### [Written problem 1]
Summarize the Lemma 3.9 passage in two sentences.
### [Written problem 2]
Answer these questions using the Lemma 3.9 passage:
(a) Which values of k and l does the proof take when x = 0?
(b) What are the starting values r_{-1} and r_0?
(c) What fact guarantees that the sequence will stop?
### [Written problem 3]
Please continue the proof in the Lemma 3.9 passage, starting right after its final sentence.

### [Text provided]
Figure 1 Four cases.
Lemma 3.9. Let
$x,\epsilon $
be two real numbers so that
$x\geqslant 0$
and
$\frac {1}{n+1}\leqslant \epsilon \leqslant \frac {1}{n}$
for some
$n\in \mathbb {N}$
. Then there exist
$k\in \mathbb {N}$
and
$l\in \mathbb Z_{\geqslant 0}$
such that
$$ \begin{align*}\frac{\epsilon-|kx-l| }{k}\geqslant \frac{(2n+1)\epsilon-1}{2n(n+1)}.\end{align*} $$
Proof. Without loss of generality, we may suppose that
$0\leqslant x<1$
. If
$x=0$
, we can take
$k=1$
and
$l=0$
, then we are done. So we may suppose that
$0<x<1$
.
We construct two finite sequences as follows. Set
$r_{-1}=1$
,
$r_0=x$
,
$a_{-1}=0$
and
$a_{0}=1$
. For
$i\geqslant 1$
, assuming that
$r_{i-2}, r_{i-1}, a_{i-2},a_{i-1}$
have been defined, we define
$r_i$
by
$r_{i-2}=b_{i}r_{i-1}+r_{i}$
where
$b_i$
is the positive integer such that
$0\leqslant r_{i}<r_{i-1}$
and we define
$a_i=a_{i-2}+b_i a_{i-1}$
. If either
$r_i=0$
or
$a_i\geqslant n+1$
, we terminate the sequence and set m to be i. Note that the sequence will stop because
$a_i> a_{i-1}$
for
$i\geqslant 2$
. Moreover, by definition we have
$m\geqslant 1$
and
$a_i$
is a positive integer for
$0\leqslant i\leqslant m$
.

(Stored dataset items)
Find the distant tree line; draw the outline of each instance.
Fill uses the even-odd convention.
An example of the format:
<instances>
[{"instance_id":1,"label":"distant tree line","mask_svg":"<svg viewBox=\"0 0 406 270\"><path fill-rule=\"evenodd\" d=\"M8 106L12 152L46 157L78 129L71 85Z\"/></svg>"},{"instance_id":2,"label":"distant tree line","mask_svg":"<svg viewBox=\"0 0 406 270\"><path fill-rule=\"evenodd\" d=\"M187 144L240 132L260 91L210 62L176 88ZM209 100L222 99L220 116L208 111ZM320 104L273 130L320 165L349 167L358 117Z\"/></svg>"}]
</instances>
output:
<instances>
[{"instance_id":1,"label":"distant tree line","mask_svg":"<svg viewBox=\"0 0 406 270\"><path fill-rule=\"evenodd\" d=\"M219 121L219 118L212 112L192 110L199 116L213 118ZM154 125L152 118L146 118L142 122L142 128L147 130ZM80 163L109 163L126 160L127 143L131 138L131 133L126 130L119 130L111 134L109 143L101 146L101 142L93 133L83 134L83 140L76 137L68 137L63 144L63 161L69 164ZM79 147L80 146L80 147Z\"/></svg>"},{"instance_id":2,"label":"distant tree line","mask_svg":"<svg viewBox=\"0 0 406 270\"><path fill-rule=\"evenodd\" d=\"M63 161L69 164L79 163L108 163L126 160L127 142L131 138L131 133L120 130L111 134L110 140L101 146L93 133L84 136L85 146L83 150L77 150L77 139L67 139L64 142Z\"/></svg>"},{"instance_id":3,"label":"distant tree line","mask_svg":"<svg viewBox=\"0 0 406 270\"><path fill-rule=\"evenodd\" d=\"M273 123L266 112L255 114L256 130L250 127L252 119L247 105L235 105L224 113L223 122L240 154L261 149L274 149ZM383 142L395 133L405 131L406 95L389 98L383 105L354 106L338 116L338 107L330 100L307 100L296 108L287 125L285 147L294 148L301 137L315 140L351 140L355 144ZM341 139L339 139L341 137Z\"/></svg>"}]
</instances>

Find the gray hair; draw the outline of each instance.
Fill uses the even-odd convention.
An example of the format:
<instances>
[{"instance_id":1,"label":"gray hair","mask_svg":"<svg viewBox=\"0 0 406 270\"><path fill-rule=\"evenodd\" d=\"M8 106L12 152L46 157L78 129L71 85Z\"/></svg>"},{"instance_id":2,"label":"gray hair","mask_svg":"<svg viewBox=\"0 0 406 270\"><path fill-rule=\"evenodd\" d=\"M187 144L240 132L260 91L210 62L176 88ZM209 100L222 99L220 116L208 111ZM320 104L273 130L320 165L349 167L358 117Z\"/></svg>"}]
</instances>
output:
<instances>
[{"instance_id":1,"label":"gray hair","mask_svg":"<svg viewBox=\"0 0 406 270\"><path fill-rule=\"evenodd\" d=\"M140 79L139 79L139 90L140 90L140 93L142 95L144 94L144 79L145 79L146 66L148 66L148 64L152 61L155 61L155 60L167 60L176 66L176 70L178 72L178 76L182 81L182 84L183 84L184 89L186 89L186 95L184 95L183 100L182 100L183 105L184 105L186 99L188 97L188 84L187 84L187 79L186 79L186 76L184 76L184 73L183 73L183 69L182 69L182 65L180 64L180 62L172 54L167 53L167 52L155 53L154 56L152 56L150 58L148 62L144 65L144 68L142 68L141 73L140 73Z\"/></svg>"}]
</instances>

### [Exercise output 1]
Lemma 3.9 states that for real numbers x ≥ 0 and ε with 1/(n+1) ≤ ε ≤ 1/n for some natural number n, there exist a natural number k and a nonnegative integer l such that (ε − |kx − l|)/k ≥ ((2n+1)ε − 1)/(2n(n+1)). The proof reduces to the case 0 < x < 1, since x = 0 is settled by k = 1 and l = 0, and then builds two finite sequences r_i and a_i that terminate once r_i = 0 or a_i ≥ n+1.

### [Exercise output 2]
(a) k = 1 and l = 0.
(b) r_{-1} = 1 and r_0 = x.
(c) a_i > a_{i-1} for i ≥ 2.

### [Exercise output 3]
Claim. For
$i=-1,0,\cdots ,m$
, we have
$$ \begin{align*}a_i x \equiv \begin{cases} r_i ~(\operatorname{\mathrm{mod}} 1), & \text{if } i \text{ is even,} \\ -r_i~(\operatorname{\mathrm{mod}} 1), & \text{if } i \text{ is odd.} \end{cases} \end{align*} $$
Proof of the claim.
By definition we have
$r_{-1}=1-a_{-1} x$
and
$r_0=a_0 x$
. Suppose that the claim holds for
$i-2$
and
$i-1$
. If i is even, then
$$ \begin{align*} r_i &=r_{i-2}-b_i r_{i-1}\\ &\equiv a_{i-2}x-b_i(-a_{i-1}x) ~(\operatorname{\mathrm{mod}} 1)\\ & =(a_{i-2}+b_ia_{i-1})x=a_i x. \end{align*} $$
If i is odd, then
$$ \begin{align*} r_i&=r_{i-2}-b_i r_{i-1}\\ &\equiv -a_{i-2}x-b_i a_{i-1}x ~(\operatorname{\mathrm{mod}} 1)\\ &=-(a_{i-2}+b_ia_{i-1})x=-a_i x.\\[-37pt] \end{align*} $$
Claim.
$a_ir_{i-1}+a_{i-1}r_i=1$
for
$i=0,\cdots ,m$
.
Proof of the claim.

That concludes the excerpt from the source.